▶ **Task prompt**: Rewrite the listing below, replacing "snow cap" with "frost layer" and leaving everything else unchanged.

##### The data

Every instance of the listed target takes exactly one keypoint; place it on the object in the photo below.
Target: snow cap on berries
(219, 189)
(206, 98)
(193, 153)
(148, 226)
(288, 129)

##########

▶ **Problem solution**:
Every instance of the listed target takes exactly one keypoint; place it on the object in the photo below.
Target: frost layer on berries
(219, 189)
(206, 98)
(193, 153)
(148, 226)
(288, 129)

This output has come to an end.